> **Task**
This task calls for copying every line in the data below that contains the word "stacked".
=== Task material ===
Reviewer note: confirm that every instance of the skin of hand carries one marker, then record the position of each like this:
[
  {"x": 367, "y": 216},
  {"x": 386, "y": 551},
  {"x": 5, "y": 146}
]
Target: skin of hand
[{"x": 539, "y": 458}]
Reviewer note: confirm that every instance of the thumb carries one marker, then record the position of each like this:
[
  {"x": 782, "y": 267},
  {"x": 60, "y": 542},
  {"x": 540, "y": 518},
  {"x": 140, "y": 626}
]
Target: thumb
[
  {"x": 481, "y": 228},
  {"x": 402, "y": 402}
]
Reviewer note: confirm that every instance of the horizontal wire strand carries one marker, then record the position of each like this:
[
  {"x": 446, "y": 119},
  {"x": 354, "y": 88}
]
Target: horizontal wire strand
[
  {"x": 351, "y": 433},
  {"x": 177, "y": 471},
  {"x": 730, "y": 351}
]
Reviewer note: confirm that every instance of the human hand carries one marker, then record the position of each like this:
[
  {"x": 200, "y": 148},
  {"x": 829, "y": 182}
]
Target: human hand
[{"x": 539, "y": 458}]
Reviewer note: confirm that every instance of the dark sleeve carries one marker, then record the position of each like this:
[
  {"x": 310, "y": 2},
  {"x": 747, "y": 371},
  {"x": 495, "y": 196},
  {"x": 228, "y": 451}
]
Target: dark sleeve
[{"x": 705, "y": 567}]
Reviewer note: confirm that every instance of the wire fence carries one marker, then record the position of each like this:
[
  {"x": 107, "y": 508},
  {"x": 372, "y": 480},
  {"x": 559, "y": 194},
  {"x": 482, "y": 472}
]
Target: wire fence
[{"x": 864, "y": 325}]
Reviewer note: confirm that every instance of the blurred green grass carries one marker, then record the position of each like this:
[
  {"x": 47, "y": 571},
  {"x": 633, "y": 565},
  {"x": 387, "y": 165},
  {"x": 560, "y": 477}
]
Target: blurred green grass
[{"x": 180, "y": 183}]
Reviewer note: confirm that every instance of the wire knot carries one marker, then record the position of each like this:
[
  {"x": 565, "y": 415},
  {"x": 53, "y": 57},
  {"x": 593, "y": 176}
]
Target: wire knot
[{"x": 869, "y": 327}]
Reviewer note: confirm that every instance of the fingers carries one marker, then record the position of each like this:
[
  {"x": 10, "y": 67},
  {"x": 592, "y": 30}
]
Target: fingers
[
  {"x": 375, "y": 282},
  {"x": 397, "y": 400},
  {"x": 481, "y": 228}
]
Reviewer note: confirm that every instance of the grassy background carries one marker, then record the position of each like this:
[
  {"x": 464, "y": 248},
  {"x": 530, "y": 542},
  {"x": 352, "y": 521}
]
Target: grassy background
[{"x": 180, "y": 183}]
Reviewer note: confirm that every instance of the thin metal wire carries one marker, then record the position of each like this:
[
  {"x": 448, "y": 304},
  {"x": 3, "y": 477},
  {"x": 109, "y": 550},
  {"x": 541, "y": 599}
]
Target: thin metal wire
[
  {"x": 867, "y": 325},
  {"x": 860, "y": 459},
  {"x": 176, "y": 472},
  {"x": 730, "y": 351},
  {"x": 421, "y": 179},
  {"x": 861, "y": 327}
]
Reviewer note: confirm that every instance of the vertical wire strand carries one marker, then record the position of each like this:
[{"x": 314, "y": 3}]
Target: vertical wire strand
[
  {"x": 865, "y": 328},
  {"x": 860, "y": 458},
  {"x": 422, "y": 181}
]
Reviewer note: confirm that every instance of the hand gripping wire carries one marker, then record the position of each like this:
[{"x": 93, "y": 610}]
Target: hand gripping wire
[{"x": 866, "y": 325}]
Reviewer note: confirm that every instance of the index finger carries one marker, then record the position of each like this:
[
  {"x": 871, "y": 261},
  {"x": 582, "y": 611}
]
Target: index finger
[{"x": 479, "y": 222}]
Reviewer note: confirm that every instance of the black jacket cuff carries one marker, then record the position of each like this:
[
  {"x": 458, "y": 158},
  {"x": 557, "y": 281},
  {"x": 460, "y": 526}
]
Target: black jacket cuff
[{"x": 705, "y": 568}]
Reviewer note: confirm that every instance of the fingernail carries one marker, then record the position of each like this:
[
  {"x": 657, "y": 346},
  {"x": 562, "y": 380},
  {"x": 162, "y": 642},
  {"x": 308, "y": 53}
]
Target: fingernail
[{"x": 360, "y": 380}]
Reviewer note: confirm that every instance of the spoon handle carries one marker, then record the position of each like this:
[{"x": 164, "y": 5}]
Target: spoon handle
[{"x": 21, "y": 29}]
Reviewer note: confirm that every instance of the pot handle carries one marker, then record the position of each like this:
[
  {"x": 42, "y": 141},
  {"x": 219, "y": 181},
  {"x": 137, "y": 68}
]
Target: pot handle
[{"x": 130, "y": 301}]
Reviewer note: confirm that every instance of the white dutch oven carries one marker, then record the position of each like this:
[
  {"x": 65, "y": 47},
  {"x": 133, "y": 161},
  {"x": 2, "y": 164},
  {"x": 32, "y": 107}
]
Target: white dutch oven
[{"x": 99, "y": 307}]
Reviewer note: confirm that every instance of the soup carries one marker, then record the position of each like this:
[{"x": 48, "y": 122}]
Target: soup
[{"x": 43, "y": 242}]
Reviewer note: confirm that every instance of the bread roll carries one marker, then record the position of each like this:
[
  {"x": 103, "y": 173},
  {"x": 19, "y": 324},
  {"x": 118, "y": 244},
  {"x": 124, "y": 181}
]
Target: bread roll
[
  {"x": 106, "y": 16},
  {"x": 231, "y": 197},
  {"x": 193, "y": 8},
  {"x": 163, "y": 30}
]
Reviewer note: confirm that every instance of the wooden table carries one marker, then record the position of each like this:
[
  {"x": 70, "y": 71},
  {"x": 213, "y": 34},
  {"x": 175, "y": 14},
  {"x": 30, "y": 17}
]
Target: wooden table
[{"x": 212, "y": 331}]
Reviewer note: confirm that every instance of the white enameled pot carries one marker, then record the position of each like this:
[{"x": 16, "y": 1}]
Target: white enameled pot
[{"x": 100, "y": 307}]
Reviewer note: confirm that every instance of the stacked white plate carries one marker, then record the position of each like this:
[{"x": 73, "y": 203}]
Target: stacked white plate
===
> **Task output**
Reviewer note: confirm that every instance of the stacked white plate carries one marker, then record the position of each like this:
Target: stacked white plate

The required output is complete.